● **Goal of the exercise**: In the listing below, find each line with the string "wall" and report it.
***** Data to examine
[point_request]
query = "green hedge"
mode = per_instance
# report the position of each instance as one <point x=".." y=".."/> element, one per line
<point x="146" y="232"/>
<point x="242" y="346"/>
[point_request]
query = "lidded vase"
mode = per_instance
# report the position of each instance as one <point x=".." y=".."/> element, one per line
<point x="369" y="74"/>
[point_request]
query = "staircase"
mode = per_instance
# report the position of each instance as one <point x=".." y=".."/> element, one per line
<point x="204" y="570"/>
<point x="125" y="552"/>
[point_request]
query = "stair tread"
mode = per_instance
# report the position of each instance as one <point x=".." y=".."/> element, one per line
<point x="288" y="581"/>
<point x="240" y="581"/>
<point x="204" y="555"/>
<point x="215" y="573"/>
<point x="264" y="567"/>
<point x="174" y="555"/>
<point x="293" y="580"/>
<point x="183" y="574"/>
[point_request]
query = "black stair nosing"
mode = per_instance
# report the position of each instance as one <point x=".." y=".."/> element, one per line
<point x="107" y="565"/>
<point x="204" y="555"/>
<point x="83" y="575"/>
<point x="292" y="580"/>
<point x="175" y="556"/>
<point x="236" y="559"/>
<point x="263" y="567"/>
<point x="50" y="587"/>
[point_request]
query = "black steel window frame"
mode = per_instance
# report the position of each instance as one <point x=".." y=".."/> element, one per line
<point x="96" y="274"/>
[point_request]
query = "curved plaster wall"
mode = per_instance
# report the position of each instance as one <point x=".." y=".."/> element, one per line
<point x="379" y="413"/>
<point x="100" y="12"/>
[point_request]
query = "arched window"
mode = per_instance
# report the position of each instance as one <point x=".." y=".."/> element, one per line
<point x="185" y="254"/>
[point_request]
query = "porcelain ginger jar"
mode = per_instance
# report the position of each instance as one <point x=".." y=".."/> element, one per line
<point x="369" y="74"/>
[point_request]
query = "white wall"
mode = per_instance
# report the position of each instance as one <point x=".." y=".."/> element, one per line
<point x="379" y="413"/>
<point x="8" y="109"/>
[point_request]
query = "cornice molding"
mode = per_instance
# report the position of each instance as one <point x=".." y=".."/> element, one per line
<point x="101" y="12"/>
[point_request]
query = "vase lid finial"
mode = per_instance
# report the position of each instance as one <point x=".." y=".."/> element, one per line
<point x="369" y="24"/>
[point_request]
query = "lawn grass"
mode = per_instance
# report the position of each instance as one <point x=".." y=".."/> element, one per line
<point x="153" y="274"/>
**********
***** Data to examine
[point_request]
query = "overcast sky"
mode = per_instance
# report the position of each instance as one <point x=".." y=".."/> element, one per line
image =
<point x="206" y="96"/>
**********
***** Data to examine
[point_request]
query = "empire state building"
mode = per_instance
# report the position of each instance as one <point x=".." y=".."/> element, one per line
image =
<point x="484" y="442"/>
**********
● **Exercise solution**:
query = "curved plaster wall"
query = "white wall"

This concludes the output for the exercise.